Text for analysis: Begin

David Junius, the current Chief Operating Officer of the Company, will continue in his role through the earlier of closing of the Merger or Mr. Gangu’s start date, at which time Mr. Junius will commence serving as the Chief Financial Officer of the Company.
Mr. Gangu joins the Company from Oliver Wyman, where he has been employed since 2010 and currently serves as a Partner and Head of Americas Property & Casualty Insurance. Mr. Gangu has almost 20 years of experience in the insurance industry across strategy, M&A, distribution, product, underwriting, risk, operations and technology and is uniquely well situated to successfully integrate the businesses of the Company and SiriusPoint Ltd. following the Merger. Mr. Gangu has master’s and post-master’s degrees in Aeronautical Engineering from California Institute of Technology (Caltech) and a bachelor’s degree in Aerospace Engineering from Indian Institute of Technology (IIT), Bombay.

Text for analysis: End
Dataset extract: Begin

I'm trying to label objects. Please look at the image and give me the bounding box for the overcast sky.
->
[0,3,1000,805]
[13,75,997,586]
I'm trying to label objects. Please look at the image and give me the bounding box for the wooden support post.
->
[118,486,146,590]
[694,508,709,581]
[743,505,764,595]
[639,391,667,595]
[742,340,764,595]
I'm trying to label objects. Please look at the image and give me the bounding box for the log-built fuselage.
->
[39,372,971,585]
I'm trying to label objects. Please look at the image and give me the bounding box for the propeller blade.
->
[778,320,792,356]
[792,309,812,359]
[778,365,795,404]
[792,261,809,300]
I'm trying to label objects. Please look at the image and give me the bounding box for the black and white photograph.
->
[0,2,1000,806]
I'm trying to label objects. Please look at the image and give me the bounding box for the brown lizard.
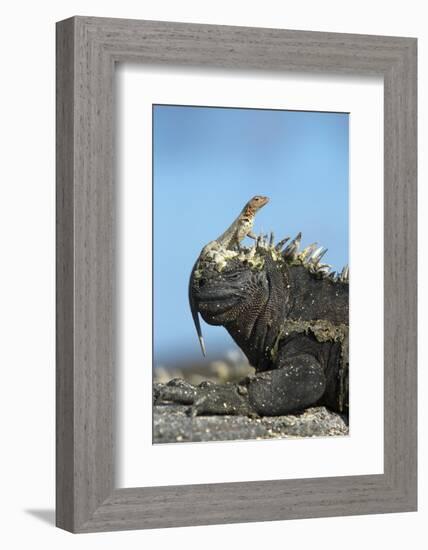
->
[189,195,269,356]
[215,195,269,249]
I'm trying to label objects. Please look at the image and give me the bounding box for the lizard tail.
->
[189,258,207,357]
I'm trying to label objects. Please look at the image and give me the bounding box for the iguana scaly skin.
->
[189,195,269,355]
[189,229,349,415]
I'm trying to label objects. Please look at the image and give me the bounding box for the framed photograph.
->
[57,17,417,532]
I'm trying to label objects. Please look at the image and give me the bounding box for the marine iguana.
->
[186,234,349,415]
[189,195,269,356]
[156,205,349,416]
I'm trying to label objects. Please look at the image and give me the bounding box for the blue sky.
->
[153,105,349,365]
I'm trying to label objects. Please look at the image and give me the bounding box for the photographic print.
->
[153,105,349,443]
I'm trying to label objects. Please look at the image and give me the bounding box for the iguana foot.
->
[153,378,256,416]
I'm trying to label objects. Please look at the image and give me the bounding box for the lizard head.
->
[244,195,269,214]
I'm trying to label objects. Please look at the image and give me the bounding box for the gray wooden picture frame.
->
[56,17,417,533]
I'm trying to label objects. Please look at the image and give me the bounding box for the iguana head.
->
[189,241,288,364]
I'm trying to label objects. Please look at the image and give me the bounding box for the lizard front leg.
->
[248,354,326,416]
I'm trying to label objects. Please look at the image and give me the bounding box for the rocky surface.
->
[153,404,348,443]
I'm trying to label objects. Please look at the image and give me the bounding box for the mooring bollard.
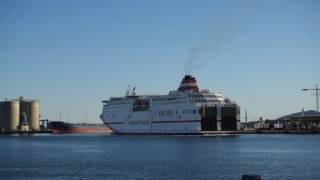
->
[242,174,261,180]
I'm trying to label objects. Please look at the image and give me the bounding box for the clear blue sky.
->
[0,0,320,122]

Dataset extract: End
Dataset extract: Begin

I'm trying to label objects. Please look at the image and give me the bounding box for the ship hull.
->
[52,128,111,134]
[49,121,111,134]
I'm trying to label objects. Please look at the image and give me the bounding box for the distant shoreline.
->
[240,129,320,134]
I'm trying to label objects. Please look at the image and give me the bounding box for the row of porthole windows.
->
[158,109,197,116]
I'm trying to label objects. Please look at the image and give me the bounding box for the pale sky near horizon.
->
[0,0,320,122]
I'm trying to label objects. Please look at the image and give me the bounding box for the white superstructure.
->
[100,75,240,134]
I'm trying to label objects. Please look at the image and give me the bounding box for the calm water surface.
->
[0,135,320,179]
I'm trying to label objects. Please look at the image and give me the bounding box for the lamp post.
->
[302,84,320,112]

Dataset extract: End

* Activities *
(1) Answer these questions from the passage about Mr. Gangu and Mr. Junius:
(a) At which firm has Mr. Gangu been employed since 2010?
(b) What position will Mr. Junius begin serving in once his current role ends?
(c) From which institution did Mr. Gangu receive his bachelor's degree?
(2) Extend the passage about Mr. Gangu and Mr. Junius by writing the next paragraph.
The entries were taken from a separate source and are unrelated to the text.

* Answers for the exercise *
(1)
(a) Oliver Wyman
(b) Chief Financial Officer of the Company
(c) Indian Institute of Technology (IIT), Bombay

(2)
In connection with Mr. Gangu’s appointment as Chief Operating Officer and President, Insurance & Services Division the Company entered into an offer letter agreement with Mr. Gangu, dated as of February 3, 2021. Pursuant to the offer letter agreement, Mr. Gangu is entitled to receive, as cash compensation, an annual salary of $600,000, a target annual cash bonus opportunity of 100% of his base salary and a one-time sign-on bonus of $1,000,000. In addition, beginning in 2021, Mr. Gangu will be granted an annual equity award having a value equal to 250% of his base salary (and the vesting terms of which will be the same as applicable to the CEO of the Company). In addition, on the same date of the annual equity award in 2021, Mr. Gangu will be granted a one-time restricted share award with a value equal to $2,000,000, which will generally vest in five annual installments subject to his continued employment.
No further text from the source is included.